Segment Start: Passage provided

“That’s me!”
"I remember a doctor, a hematologist, approaching my body in the hospital bed," wrote William Peters. "He gently called out my name and I remember thinking as I watched the scene from above, Do I really want to go back into that body?"
A couple of days ago, I finished reading William J. Peters (with Michael Kinsella), At Heaven’s Door: What Shared Journeys to the Afterlife Teach About Dying Well and Living Better (New York City: Simon and Schuster, 2022). I found it interesting. Here are five of the passages in the book that I marked during my reading:
In the first two of them, William Peters recounts some personal experiences of his own.
In February 1993, I contracted a rare blood disease — idiopathic thrombocytopenia, a potentially deadly bleeding disorder with no known cause. I found myself floating above my physical body in the intensive care unit at Kaiser Hospital in Oakland. I remember looking down from the ceiling and listening to the nurses talk about the four patients in the ICU. I heard one nurse describe a healthy, young adult male patient with a rare blood disease. She walked over to his bed. I looked down at his face and, to my utter surprise, I shouted to myself, Holy crap, that’s me!

Segment End: Passage provided
Segment Start: Material provided

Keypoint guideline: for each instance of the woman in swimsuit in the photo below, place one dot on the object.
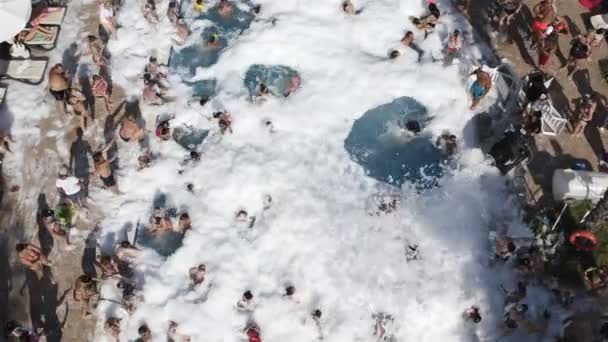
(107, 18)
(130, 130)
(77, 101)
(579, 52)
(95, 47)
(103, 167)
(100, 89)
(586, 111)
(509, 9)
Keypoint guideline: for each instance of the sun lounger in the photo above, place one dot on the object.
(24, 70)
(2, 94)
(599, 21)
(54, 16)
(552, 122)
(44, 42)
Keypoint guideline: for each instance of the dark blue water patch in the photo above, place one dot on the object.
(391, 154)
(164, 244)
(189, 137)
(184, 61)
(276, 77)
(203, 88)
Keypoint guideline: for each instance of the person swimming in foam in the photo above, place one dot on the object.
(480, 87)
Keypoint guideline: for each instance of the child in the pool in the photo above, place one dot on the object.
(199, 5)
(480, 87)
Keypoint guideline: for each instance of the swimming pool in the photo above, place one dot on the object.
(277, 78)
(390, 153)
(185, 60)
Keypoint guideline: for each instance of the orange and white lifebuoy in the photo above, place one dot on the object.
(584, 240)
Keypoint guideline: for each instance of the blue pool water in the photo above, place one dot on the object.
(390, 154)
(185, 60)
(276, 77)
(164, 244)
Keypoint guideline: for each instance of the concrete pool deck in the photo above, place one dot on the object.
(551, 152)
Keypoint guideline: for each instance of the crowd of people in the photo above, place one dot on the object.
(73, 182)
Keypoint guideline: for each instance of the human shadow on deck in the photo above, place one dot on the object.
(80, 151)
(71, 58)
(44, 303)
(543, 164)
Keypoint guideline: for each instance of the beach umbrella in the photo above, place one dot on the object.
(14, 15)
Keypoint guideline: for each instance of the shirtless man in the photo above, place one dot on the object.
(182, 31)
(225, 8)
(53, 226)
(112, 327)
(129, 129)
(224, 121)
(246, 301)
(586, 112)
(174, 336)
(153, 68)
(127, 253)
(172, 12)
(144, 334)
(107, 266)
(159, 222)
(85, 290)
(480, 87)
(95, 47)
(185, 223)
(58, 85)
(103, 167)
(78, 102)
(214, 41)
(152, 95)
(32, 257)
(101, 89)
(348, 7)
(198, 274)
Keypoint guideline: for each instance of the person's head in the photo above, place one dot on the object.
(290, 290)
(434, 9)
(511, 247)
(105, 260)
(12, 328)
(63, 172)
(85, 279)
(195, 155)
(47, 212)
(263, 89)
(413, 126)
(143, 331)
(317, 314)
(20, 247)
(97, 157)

Segment End: Material provided

*Your instructions*
Answer these questions from the post on At Heaven's Door:
1. What kind of doctor approached William Peters's hospital bed?
2. Which publisher released At Heaven's Door, and in what year?
3. In which hospital's intensive care unit was Peters when he found himself floating above his body?

*Solved problem*
1. A hematologist.
2. Simon and Schuster, in 2022.
3. Kaiser Hospital in Oakland.